--- Materials provided Enclosed Below ---
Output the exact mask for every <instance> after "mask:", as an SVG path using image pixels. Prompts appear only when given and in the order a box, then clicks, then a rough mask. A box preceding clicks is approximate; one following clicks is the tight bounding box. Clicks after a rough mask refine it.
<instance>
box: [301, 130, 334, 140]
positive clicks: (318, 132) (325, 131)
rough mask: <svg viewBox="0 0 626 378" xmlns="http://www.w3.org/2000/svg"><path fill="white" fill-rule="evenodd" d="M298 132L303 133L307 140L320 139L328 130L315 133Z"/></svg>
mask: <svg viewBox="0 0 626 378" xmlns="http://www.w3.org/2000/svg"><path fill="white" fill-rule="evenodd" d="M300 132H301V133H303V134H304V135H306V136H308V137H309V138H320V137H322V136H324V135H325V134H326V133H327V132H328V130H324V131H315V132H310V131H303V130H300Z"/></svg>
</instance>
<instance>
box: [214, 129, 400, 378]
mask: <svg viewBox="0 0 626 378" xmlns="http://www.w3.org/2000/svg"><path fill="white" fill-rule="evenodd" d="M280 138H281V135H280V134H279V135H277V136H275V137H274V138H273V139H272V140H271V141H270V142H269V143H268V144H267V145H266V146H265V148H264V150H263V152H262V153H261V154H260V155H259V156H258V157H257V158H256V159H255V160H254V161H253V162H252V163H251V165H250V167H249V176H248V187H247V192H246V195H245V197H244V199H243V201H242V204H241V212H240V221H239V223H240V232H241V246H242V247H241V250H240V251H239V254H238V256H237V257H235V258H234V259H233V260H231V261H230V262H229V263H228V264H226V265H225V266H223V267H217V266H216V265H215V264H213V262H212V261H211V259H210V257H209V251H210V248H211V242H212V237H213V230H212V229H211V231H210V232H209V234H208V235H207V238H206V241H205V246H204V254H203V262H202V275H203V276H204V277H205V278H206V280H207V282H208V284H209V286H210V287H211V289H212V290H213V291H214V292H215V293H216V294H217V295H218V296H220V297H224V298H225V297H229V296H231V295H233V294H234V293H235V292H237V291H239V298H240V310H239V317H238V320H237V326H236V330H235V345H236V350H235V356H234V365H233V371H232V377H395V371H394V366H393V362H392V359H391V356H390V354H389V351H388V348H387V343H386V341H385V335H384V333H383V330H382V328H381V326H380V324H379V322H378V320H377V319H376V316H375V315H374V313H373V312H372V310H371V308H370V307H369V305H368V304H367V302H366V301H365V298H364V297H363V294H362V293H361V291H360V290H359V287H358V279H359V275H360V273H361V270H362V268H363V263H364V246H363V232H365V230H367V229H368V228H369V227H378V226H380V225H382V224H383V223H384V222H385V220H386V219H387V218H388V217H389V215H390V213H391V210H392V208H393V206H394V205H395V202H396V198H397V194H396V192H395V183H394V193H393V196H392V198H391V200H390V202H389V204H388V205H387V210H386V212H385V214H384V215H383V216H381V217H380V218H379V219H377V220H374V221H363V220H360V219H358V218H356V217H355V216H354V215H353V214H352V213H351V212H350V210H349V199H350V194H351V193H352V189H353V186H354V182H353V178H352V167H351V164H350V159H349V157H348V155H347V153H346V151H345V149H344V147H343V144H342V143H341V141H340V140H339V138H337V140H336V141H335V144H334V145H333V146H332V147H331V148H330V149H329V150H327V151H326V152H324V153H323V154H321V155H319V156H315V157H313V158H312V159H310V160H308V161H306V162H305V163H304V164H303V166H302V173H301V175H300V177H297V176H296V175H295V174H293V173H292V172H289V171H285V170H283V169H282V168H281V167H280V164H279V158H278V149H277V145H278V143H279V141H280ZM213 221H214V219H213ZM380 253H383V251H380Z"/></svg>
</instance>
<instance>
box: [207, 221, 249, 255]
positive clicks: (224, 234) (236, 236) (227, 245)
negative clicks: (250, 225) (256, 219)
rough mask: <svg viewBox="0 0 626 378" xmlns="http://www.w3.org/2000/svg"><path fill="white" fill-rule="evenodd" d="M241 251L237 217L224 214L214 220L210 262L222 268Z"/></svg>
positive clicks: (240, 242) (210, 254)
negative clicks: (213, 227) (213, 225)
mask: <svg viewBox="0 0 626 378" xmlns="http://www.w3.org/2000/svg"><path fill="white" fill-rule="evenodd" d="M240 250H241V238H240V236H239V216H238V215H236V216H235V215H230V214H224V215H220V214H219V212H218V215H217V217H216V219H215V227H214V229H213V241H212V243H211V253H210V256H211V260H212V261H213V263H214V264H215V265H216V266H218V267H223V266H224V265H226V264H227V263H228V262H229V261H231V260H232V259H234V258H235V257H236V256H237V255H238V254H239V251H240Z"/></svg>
--- End of Enclosed Materials provided ---
• [Task brief] Retype the records word for word, beginning with their first line and stopping after the line that contains "positive clicks: (318, 132) (325, 131)".

• [Exercise answer]
Output the exact mask for every <instance> after "mask:", as an SVG path using image pixels. Prompts appear only when given and in the order a box, then clicks, then a rough mask. A box preceding clicks is approximate; one following clicks is the tight bounding box. Clicks after a rough mask refine it.
<instance>
box: [301, 130, 334, 140]
positive clicks: (318, 132) (325, 131)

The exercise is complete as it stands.